**Supplied data**.
--*--
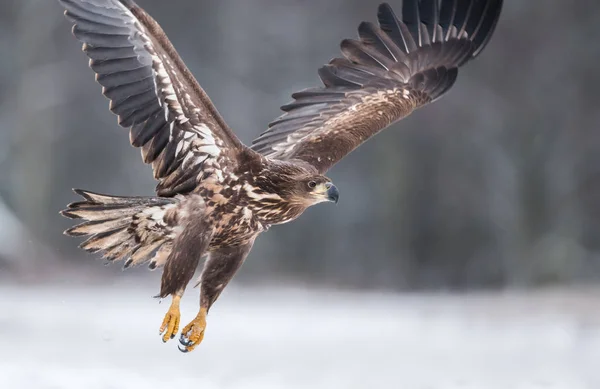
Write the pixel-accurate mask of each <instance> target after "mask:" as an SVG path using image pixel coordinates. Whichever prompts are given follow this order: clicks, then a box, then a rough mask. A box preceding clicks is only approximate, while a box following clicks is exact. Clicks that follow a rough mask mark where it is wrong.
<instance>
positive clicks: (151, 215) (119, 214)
mask: <svg viewBox="0 0 600 389" xmlns="http://www.w3.org/2000/svg"><path fill="white" fill-rule="evenodd" d="M75 192H76V193H77V194H79V195H80V196H82V197H83V198H84V201H79V202H75V203H71V204H69V205H68V207H67V209H65V210H64V211H62V214H63V216H66V217H68V218H71V219H83V220H85V221H84V222H83V223H81V224H78V225H76V226H74V227H72V228H70V229H68V230H67V231H65V234H67V235H71V236H86V235H87V236H89V238H88V239H87V240H86V241H84V242H83V243H82V244H81V245H80V247H81V248H82V249H84V250H86V251H89V252H92V253H96V252H101V253H102V255H103V258H105V259H106V260H107V261H118V260H124V261H125V265H124V266H125V267H130V266H134V265H139V264H142V263H145V262H149V263H150V267H151V268H156V267H158V266H161V265H163V264H164V262H165V260H166V256H168V254H169V253H170V251H171V241H172V239H173V237H174V236H175V234H176V232H177V217H176V216H175V215H174V214H176V213H177V212H178V206H179V202H180V201H181V198H159V197H121V196H109V195H102V194H99V193H94V192H90V191H84V190H80V189H76V190H75Z"/></svg>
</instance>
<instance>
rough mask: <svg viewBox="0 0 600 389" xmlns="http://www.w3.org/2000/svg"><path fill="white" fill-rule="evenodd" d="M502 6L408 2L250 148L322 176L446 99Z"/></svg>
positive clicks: (369, 36) (294, 101)
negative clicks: (353, 151)
mask: <svg viewBox="0 0 600 389" xmlns="http://www.w3.org/2000/svg"><path fill="white" fill-rule="evenodd" d="M502 2H503V0H404V1H403V4H402V15H401V17H398V16H396V14H395V13H394V11H393V10H392V8H391V7H390V6H389V5H388V4H385V3H384V4H382V5H381V6H380V7H379V10H378V22H379V23H378V24H377V25H375V24H373V23H369V22H363V23H361V24H360V26H359V29H358V32H359V40H351V39H345V40H344V41H342V43H341V50H342V54H343V55H344V58H335V59H333V60H331V62H330V63H329V64H327V65H325V66H324V67H322V68H321V69H319V77H320V78H321V81H322V82H323V86H322V87H317V88H310V89H306V90H303V91H301V92H298V93H295V94H293V95H292V98H293V99H294V100H293V101H292V102H291V103H289V104H287V105H284V106H283V107H282V110H283V111H284V112H285V113H284V114H283V115H282V116H280V117H279V118H278V119H276V120H275V121H273V122H272V123H270V124H269V129H268V130H267V131H265V132H264V133H262V134H261V135H260V136H259V137H258V138H257V139H255V140H254V141H253V142H252V149H254V150H255V151H258V152H260V153H262V154H263V155H266V156H268V157H271V158H276V159H282V160H302V161H305V162H308V163H310V164H312V165H313V166H314V167H315V168H316V169H317V170H318V171H319V172H321V173H324V172H326V171H327V170H328V169H329V168H331V167H332V166H333V165H334V164H335V163H337V162H338V161H339V160H341V159H342V158H343V157H344V156H346V155H347V154H348V153H350V152H351V151H352V150H354V149H356V148H357V147H358V146H360V145H361V144H362V143H363V142H365V141H366V140H367V139H369V138H370V137H371V136H373V135H375V134H376V133H378V132H379V131H381V130H382V129H384V128H386V127H388V126H389V125H390V124H392V123H394V122H396V121H398V120H400V119H402V118H404V117H406V116H407V115H409V114H410V113H411V112H412V111H414V110H415V109H417V108H419V107H422V106H424V105H426V104H428V103H430V102H432V101H435V100H436V99H438V98H440V97H441V96H443V95H444V94H445V93H446V92H447V91H448V89H450V87H452V85H453V84H454V82H455V81H456V77H457V75H458V68H459V67H460V66H461V65H463V64H464V63H465V62H467V61H469V60H470V59H473V58H475V57H476V56H477V55H478V54H479V53H480V52H481V50H482V49H483V47H485V45H486V44H487V42H488V41H489V38H490V37H491V35H492V33H493V31H494V29H495V26H496V23H497V20H498V17H499V15H500V10H501V8H502Z"/></svg>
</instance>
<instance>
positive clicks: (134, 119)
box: [59, 0, 502, 352]
mask: <svg viewBox="0 0 600 389" xmlns="http://www.w3.org/2000/svg"><path fill="white" fill-rule="evenodd" d="M59 2H60V4H61V5H62V6H63V7H64V8H65V15H66V17H67V18H68V19H69V20H70V21H72V22H73V24H74V26H73V34H74V35H75V37H76V38H77V39H79V40H80V41H81V42H83V51H84V52H85V53H86V54H87V56H88V57H89V58H90V62H89V63H90V67H91V68H92V70H93V71H94V72H95V73H96V80H97V81H98V83H99V84H100V85H101V86H102V92H103V94H104V95H105V96H106V97H107V98H108V99H110V110H111V111H112V112H113V113H115V114H116V115H118V121H119V124H120V125H121V126H122V127H125V128H127V129H129V140H130V142H131V144H132V145H133V146H134V147H139V148H141V154H142V159H143V160H144V162H145V163H148V164H151V166H152V170H153V173H154V178H155V179H156V180H158V184H157V186H156V196H149V197H121V196H112V195H105V194H98V193H94V192H90V191H86V190H79V189H76V190H75V192H76V193H77V194H79V195H81V197H82V198H83V199H82V201H79V202H75V203H72V204H70V205H68V208H67V209H66V210H64V211H62V214H63V215H64V216H66V217H69V218H73V219H83V222H82V223H81V224H79V225H76V226H74V227H72V228H70V229H69V230H67V231H65V233H66V234H68V235H72V236H89V238H88V239H87V240H86V241H85V242H83V243H82V244H81V246H80V247H81V248H83V249H84V250H87V251H90V252H101V253H102V255H103V257H104V258H106V259H107V260H108V261H117V260H124V261H125V262H124V267H125V268H128V267H130V266H134V265H139V264H142V263H148V264H149V267H150V268H152V269H154V268H158V267H164V269H163V273H162V278H161V286H160V293H159V295H158V296H160V297H161V298H164V297H167V296H171V297H172V302H171V305H170V308H169V310H168V312H167V314H166V315H165V318H164V320H163V322H162V325H161V327H160V333H161V334H162V339H163V341H165V342H166V341H167V340H169V339H172V338H174V337H175V335H176V334H177V333H178V329H179V322H180V311H179V304H180V299H181V297H182V295H183V293H184V290H185V288H186V286H187V284H188V283H189V282H190V280H191V279H192V277H193V275H194V272H195V270H196V268H197V267H198V264H199V261H200V259H201V258H202V257H203V256H205V255H207V256H208V257H207V259H206V261H205V263H204V268H203V270H202V273H201V276H200V279H199V286H200V309H199V312H198V314H197V316H196V317H195V318H194V319H193V320H192V321H191V322H190V323H189V324H188V325H187V326H185V327H184V328H183V329H182V332H181V336H180V339H179V341H180V343H181V344H180V346H179V348H180V350H182V351H184V352H188V351H191V350H193V349H194V348H195V347H196V346H197V345H198V344H199V343H200V342H201V341H202V339H203V337H204V332H205V328H206V315H207V313H208V311H209V309H210V308H211V306H212V305H213V303H214V302H215V301H216V300H217V298H218V297H219V295H220V293H221V292H222V291H223V288H225V286H226V285H227V284H228V282H229V281H230V280H231V279H232V278H233V276H234V275H235V273H236V272H237V270H238V269H239V268H240V266H241V265H242V263H243V262H244V260H245V258H246V256H247V255H248V253H249V252H250V250H251V248H252V245H253V243H254V241H255V239H256V237H257V236H258V235H259V234H260V233H261V232H263V231H266V230H267V229H268V228H269V227H270V226H272V225H276V224H282V223H286V222H289V221H292V220H294V219H296V218H297V217H298V216H300V215H301V214H302V213H303V212H304V211H305V210H306V209H307V208H308V207H310V206H312V205H315V204H318V203H321V202H325V201H331V202H337V201H338V196H339V193H338V189H337V188H336V187H335V185H333V184H332V182H331V180H330V179H329V178H327V177H326V176H325V175H324V174H325V173H326V172H327V171H328V170H329V169H330V168H331V167H332V166H333V165H334V164H336V163H337V162H339V161H340V160H341V159H342V158H343V157H344V156H346V155H347V154H348V153H350V152H351V151H353V150H354V149H356V148H357V147H358V146H360V145H361V144H362V143H363V142H365V141H366V140H367V139H369V138H371V137H372V136H373V135H375V134H377V133H378V132H379V131H381V130H382V129H384V128H386V127H388V126H389V125H390V124H392V123H394V122H396V121H398V120H400V119H402V118H404V117H406V116H407V115H409V114H410V113H411V112H413V111H414V110H415V109H417V108H420V107H422V106H424V105H427V104H429V103H431V102H433V101H435V100H437V99H438V98H440V97H441V96H442V95H444V94H445V93H446V92H447V91H448V90H449V89H450V88H451V87H452V85H453V84H454V82H455V81H456V77H457V74H458V68H459V67H461V66H462V65H464V64H465V63H466V62H468V61H469V60H471V59H473V58H475V57H477V55H479V53H480V52H481V51H482V50H483V48H484V47H485V46H486V44H487V43H488V41H489V39H490V37H491V35H492V33H493V31H494V29H495V26H496V23H497V21H498V18H499V15H500V10H501V8H502V0H403V1H402V0H398V3H399V4H398V7H399V10H400V12H399V13H395V12H394V11H393V10H392V7H391V6H390V5H388V4H385V3H384V4H381V5H380V6H379V9H378V14H377V18H378V23H370V22H363V23H361V24H360V26H359V28H358V39H346V40H344V41H342V43H341V51H342V54H343V56H340V57H339V58H334V59H333V60H331V61H330V62H329V63H328V64H326V65H324V66H323V67H321V68H320V69H319V76H320V79H321V81H322V85H321V86H317V87H314V88H309V89H305V90H302V91H300V92H297V93H294V94H293V95H292V98H293V101H292V102H291V103H289V104H287V105H284V106H282V107H281V109H282V110H283V111H284V113H283V114H282V115H281V116H280V117H279V118H278V119H276V120H275V121H273V122H272V123H270V124H269V127H268V129H267V130H266V131H265V132H263V133H262V134H261V135H260V136H259V137H258V138H257V139H256V140H254V141H253V142H252V145H251V146H246V145H244V144H242V143H241V142H240V140H239V139H238V138H237V137H236V135H235V134H234V132H233V131H232V130H231V129H230V128H229V127H228V126H227V124H226V123H225V121H224V120H223V118H222V117H221V116H220V115H219V113H218V111H217V109H216V108H215V107H214V105H213V104H212V102H211V101H210V99H209V98H208V96H207V95H206V93H205V92H204V91H203V90H202V88H201V87H200V85H199V84H198V82H197V81H196V79H195V78H194V76H192V74H191V72H190V71H189V70H188V68H187V67H186V65H185V64H184V63H183V61H182V59H181V58H180V57H179V55H178V54H177V52H176V51H175V48H174V47H173V45H172V44H171V42H170V41H169V39H168V38H167V36H166V35H165V33H164V32H163V30H162V29H161V27H160V26H159V25H158V23H157V22H156V21H155V20H154V19H152V18H151V17H150V16H149V15H148V14H147V13H146V12H145V11H144V10H143V9H142V8H140V7H139V6H138V5H137V4H136V3H135V2H134V1H133V0H59ZM400 4H401V8H400Z"/></svg>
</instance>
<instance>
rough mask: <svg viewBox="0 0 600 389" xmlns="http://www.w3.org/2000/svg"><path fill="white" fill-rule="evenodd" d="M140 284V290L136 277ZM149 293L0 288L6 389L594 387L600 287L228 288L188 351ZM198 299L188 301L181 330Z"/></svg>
mask: <svg viewBox="0 0 600 389" xmlns="http://www.w3.org/2000/svg"><path fill="white" fill-rule="evenodd" d="M135 282H139V281H135ZM155 293H156V285H154V284H152V285H150V284H148V283H147V282H141V283H139V284H138V285H135V284H134V282H130V283H128V284H118V285H112V286H87V287H85V286H71V287H65V286H20V287H19V286H12V287H11V286H2V287H0V294H1V296H2V298H1V300H0V388H11V389H21V388H23V389H29V388H35V389H121V388H123V389H132V388H138V387H139V388H144V389H154V388H162V389H166V388H169V389H170V388H199V389H200V388H201V389H213V388H232V389H233V388H240V389H241V388H244V389H270V388H284V389H295V388H311V389H320V388H323V389H335V388H343V389H350V388H386V389H387V388H394V389H395V388H401V389H404V388H406V389H410V388H415V389H445V388H471V389H487V388H490V389H495V388H498V389H530V388H531V389H534V388H552V389H563V388H564V389H580V388H581V389H583V388H586V389H587V388H600V371H598V370H599V369H598V366H600V309H599V308H600V299H599V297H600V292H599V291H585V290H579V291H545V292H535V293H534V292H523V293H517V292H510V293H503V294H487V295H444V294H439V295H435V294H429V295H425V294H408V295H394V294H383V293H367V292H352V293H349V292H348V293H344V292H335V291H330V290H322V289H318V290H313V291H308V290H307V289H291V288H275V287H274V288H263V289H256V288H248V287H235V286H234V287H230V288H228V289H227V290H226V291H225V293H224V294H223V296H222V297H221V299H220V300H219V301H218V302H217V304H216V305H215V306H214V308H213V310H212V311H211V314H210V315H209V319H208V327H207V332H206V337H205V339H204V342H203V343H202V344H201V345H200V346H199V348H198V349H197V350H195V351H194V352H192V353H190V354H182V353H180V352H179V351H178V350H177V345H176V341H175V340H173V341H171V342H169V343H167V344H163V343H162V342H161V341H160V338H159V335H158V327H159V325H160V323H161V321H162V317H163V315H164V313H165V312H166V310H167V308H168V303H169V302H168V301H163V303H162V304H160V305H159V304H158V303H157V300H155V299H152V298H150V296H151V295H152V294H155ZM197 302H198V298H197V290H191V289H190V290H188V292H187V294H186V296H184V299H183V301H182V326H183V325H185V324H187V322H188V321H189V320H191V319H192V317H193V316H194V315H195V313H196V309H197Z"/></svg>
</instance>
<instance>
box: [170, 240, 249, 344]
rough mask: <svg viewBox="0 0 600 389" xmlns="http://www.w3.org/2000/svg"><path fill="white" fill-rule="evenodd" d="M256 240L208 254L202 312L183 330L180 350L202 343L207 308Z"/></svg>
mask: <svg viewBox="0 0 600 389" xmlns="http://www.w3.org/2000/svg"><path fill="white" fill-rule="evenodd" d="M253 243H254V239H253V240H252V241H250V242H248V243H246V244H244V245H240V246H234V247H228V248H223V249H220V250H215V251H213V252H211V253H210V254H209V256H208V259H207V260H206V263H205V264H204V269H202V275H201V276H200V311H199V312H198V314H197V315H196V318H194V320H192V322H191V323H190V324H188V325H187V326H185V327H184V328H183V329H182V330H181V337H180V338H179V343H181V346H179V350H181V351H182V352H184V353H186V352H189V351H192V350H193V349H194V348H196V346H198V345H199V344H200V343H201V342H202V339H204V330H205V329H206V315H207V314H208V310H209V309H210V307H211V306H212V305H213V304H214V302H215V301H216V300H217V298H218V297H219V295H220V294H221V292H222V291H223V289H224V288H225V286H227V284H228V283H229V281H231V279H232V278H233V276H234V275H235V273H236V272H237V270H238V269H239V268H240V266H241V265H242V263H243V262H244V259H246V256H247V255H248V253H249V252H250V249H251V248H252V244H253Z"/></svg>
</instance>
--*--
**Aim of the exercise**.
Above are the lines; repeat exactly the ones from the line containing "6L408 2L250 148L322" down to the line containing "positive clicks: (369, 36) (294, 101)", both inclusive.

**Solution to this exercise**.
rough mask: <svg viewBox="0 0 600 389" xmlns="http://www.w3.org/2000/svg"><path fill="white" fill-rule="evenodd" d="M502 6L408 2L250 148L322 176L446 99Z"/></svg>
positive clicks: (369, 36) (294, 101)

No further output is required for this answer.